Work to complete — Nothing but the pictures may be left out. Restate the rest of the entries word for word.

Material provided —

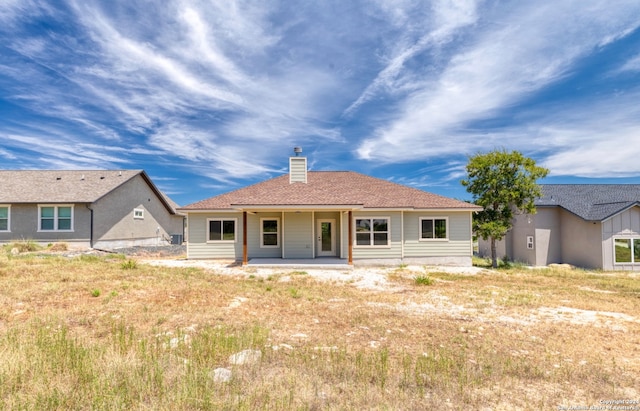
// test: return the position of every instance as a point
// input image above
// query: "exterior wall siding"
(114, 223)
(581, 241)
(323, 215)
(545, 228)
(394, 250)
(198, 248)
(24, 226)
(254, 249)
(459, 236)
(623, 225)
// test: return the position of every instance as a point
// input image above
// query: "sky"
(213, 95)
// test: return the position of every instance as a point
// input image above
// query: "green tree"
(503, 184)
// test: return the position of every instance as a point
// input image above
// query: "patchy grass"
(505, 339)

Answer for the task —
// test: return the position of every instance as a point
// input image above
// query: "exterior wall siding"
(114, 223)
(581, 241)
(323, 215)
(545, 228)
(394, 250)
(198, 248)
(24, 226)
(254, 249)
(459, 236)
(623, 225)
// test: return the position of every instance as a point
// input image above
// query: "sky"
(213, 95)
// test: return the position of every instance as a point
// input image above
// query: "green tree"
(503, 184)
// test: return the position of every instance as a point
// input image above
// query: "patchy grass"
(505, 339)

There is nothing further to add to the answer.